[Items listed in a dataset]
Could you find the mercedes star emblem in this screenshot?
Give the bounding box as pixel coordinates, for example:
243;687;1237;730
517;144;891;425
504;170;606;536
...
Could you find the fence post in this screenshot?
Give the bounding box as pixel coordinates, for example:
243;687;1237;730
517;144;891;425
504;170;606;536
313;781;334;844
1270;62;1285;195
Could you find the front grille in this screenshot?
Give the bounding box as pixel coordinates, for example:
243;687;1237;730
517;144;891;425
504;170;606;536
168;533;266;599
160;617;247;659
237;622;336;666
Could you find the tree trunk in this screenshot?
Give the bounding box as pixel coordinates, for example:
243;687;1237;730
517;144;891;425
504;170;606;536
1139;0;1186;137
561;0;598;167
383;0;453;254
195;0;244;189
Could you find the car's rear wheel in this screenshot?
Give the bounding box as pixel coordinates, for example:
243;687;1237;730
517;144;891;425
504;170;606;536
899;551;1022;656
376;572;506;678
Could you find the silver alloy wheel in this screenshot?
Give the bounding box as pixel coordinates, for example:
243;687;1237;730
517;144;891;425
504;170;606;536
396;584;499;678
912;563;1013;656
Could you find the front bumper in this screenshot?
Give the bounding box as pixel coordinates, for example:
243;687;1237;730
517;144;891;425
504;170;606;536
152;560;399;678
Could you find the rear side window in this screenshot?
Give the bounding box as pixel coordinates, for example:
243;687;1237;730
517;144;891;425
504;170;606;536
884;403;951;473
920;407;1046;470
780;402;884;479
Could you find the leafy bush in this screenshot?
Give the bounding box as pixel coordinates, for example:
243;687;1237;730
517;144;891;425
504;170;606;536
--
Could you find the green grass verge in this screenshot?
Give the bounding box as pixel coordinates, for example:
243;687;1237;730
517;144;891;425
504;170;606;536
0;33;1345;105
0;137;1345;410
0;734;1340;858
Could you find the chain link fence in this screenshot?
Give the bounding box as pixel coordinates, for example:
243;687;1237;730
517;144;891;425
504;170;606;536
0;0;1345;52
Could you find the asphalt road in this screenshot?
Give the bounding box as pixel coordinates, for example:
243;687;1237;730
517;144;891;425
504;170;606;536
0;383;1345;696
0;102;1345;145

**Do this:** Write out again the lines from the one containing "Could you find the chain" to the one containing "0;102;1345;145", both included, keeping the requests and their sample coordinates unchanged. Scale every bounding box coordinate in the answers by 0.6 and round each to a whole number, with halves going up.

**The output:**
Could you find the chain link fence in this screenshot?
Give the bounding box as pixel coordinates, for example:
243;687;1237;730
517;144;891;425
504;170;606;536
0;0;807;31
Could you find the asphalt road in this screenshot?
Give the bounding box as pixel coordinates, for example:
243;687;1237;730
517;144;891;425
504;170;606;536
0;230;807;418
0;61;807;87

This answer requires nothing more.